* **Given records**:

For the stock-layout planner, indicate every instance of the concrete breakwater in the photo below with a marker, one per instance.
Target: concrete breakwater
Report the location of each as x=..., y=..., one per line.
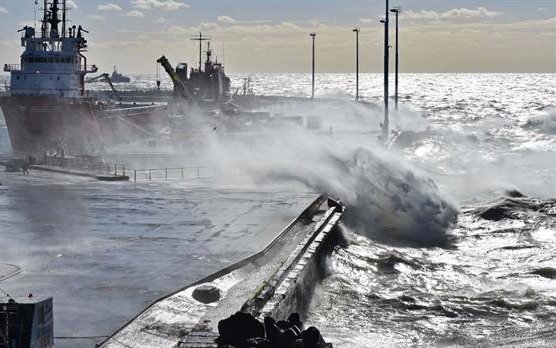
x=277, y=280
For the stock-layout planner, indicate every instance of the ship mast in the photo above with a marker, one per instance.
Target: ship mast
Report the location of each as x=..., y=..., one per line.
x=44, y=18
x=64, y=9
x=200, y=38
x=54, y=20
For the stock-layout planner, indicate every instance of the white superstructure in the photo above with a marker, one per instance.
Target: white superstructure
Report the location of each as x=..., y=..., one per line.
x=52, y=63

* **What is required**:
Turn the material above into a two-column CSV with the headers instruction and response. Each request gets one row: its full text goes under instruction and its points under response, each in a single quoted field with line breaks replaced by spaces, and the pictures are left out.

* **The reply**:
instruction,response
"For the stock-layout planner, indicate every instance of the concrete breakwater in the photo below with a marker, one per instance. Target: concrete breakwater Report the location of each as x=..., y=..., one per line.","x=277, y=280"
"For the stock-layout planner, indicate every instance of the ship mast in the photo above with a marker, one per instance. Target: ship mast Report the location of each as x=..., y=..., one per line.","x=44, y=18 x=64, y=9 x=200, y=38 x=54, y=20"
"For the stock-layout planner, indicate every instance of the white superstructure in the photo above with a marker, one per instance. Target: white superstructure Report the location of each as x=..., y=..., one per line.","x=52, y=63"